AIM
Without altering anything, repeat each of the records.
** START GIVEN DATA **
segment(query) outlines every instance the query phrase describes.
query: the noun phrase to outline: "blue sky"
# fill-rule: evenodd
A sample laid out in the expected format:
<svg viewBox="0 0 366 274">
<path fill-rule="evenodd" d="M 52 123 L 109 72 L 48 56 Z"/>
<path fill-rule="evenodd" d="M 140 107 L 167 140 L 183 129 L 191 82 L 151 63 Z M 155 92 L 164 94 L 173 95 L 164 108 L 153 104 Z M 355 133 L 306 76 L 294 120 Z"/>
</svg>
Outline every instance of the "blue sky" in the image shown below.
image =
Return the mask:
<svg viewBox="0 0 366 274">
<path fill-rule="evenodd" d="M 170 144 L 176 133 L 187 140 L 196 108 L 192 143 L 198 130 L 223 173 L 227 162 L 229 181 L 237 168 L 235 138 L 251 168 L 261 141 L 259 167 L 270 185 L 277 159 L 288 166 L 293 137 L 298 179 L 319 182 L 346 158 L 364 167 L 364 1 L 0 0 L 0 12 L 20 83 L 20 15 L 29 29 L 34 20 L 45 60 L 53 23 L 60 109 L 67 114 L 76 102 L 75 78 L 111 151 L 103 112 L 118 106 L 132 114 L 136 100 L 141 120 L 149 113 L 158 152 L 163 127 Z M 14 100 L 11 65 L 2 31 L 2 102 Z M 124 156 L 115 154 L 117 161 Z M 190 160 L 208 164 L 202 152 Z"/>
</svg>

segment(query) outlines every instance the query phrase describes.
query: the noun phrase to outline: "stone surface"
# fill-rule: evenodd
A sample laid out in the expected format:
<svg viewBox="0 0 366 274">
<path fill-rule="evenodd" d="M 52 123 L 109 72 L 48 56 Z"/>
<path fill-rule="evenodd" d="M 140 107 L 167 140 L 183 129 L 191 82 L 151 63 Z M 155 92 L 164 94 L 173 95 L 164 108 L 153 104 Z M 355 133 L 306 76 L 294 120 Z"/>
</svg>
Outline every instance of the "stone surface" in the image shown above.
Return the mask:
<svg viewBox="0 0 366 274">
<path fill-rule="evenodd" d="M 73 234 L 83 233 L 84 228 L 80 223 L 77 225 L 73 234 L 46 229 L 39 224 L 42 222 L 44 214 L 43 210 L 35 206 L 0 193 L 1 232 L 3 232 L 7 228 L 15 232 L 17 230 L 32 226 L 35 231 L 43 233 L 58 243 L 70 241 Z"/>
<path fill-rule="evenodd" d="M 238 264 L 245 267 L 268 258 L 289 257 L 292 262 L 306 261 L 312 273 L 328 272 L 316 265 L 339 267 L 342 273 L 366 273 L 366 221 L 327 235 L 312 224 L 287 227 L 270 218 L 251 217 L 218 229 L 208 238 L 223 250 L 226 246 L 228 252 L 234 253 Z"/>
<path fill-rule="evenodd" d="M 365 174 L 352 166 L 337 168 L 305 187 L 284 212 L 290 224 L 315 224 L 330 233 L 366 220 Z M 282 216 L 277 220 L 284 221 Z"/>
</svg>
** END GIVEN DATA **
RESPONSE TO THE EXERCISE
segment(query) outlines every instance the query phrase describes.
query: the noun phrase to outline: "blue sky"
# fill-rule: evenodd
A sample laid out in the expected format:
<svg viewBox="0 0 366 274">
<path fill-rule="evenodd" d="M 52 123 L 109 72 L 48 56 Z"/>
<path fill-rule="evenodd" d="M 140 107 L 167 140 L 183 129 L 191 82 L 151 63 Z M 155 92 L 164 94 L 173 95 L 164 108 L 153 104 Z M 355 133 L 306 76 L 294 120 Z"/>
</svg>
Outline every instance of the "blue sky" in the image shown below.
image =
Return the mask:
<svg viewBox="0 0 366 274">
<path fill-rule="evenodd" d="M 170 144 L 176 133 L 187 140 L 196 108 L 192 143 L 198 130 L 223 173 L 227 162 L 229 181 L 237 168 L 235 138 L 251 168 L 261 141 L 259 167 L 270 185 L 277 159 L 288 166 L 293 137 L 298 179 L 319 182 L 346 158 L 364 167 L 364 1 L 0 0 L 0 12 L 20 83 L 20 15 L 29 29 L 34 20 L 45 60 L 53 23 L 60 109 L 67 114 L 76 102 L 75 78 L 111 151 L 103 112 L 118 106 L 132 114 L 136 100 L 141 120 L 149 113 L 158 152 L 163 127 Z M 14 100 L 11 65 L 2 31 L 2 102 Z M 124 156 L 115 154 L 117 161 Z M 190 160 L 208 164 L 202 152 Z"/>
</svg>

segment(query) outlines every instance the query phrase describes.
query: the noun phrase to outline: "stone surface"
# fill-rule: evenodd
A sample laid out in the expected format:
<svg viewBox="0 0 366 274">
<path fill-rule="evenodd" d="M 52 123 L 109 72 L 48 56 Z"/>
<path fill-rule="evenodd" d="M 140 107 L 167 140 L 183 129 L 191 82 L 151 63 Z M 155 92 L 164 94 L 173 95 L 164 108 L 153 104 Z M 355 133 L 306 76 L 294 120 Z"/>
</svg>
Outline every instance of the "stone surface" in the image shown above.
Return the mask:
<svg viewBox="0 0 366 274">
<path fill-rule="evenodd" d="M 73 234 L 83 233 L 84 228 L 80 223 L 77 225 L 73 234 L 46 229 L 39 224 L 42 222 L 44 214 L 43 210 L 35 206 L 0 193 L 1 232 L 3 232 L 7 228 L 15 232 L 17 230 L 32 226 L 35 231 L 43 233 L 58 243 L 70 241 Z"/>
<path fill-rule="evenodd" d="M 238 264 L 245 267 L 268 258 L 289 257 L 292 262 L 306 261 L 312 273 L 328 272 L 316 265 L 339 267 L 342 273 L 366 273 L 366 221 L 327 235 L 312 224 L 287 227 L 270 218 L 251 217 L 218 229 L 208 238 L 223 250 L 226 246 L 228 252 L 234 253 Z"/>
<path fill-rule="evenodd" d="M 365 174 L 352 166 L 337 168 L 305 187 L 284 212 L 290 224 L 315 224 L 330 233 L 366 220 Z M 282 216 L 277 220 L 284 221 Z"/>
</svg>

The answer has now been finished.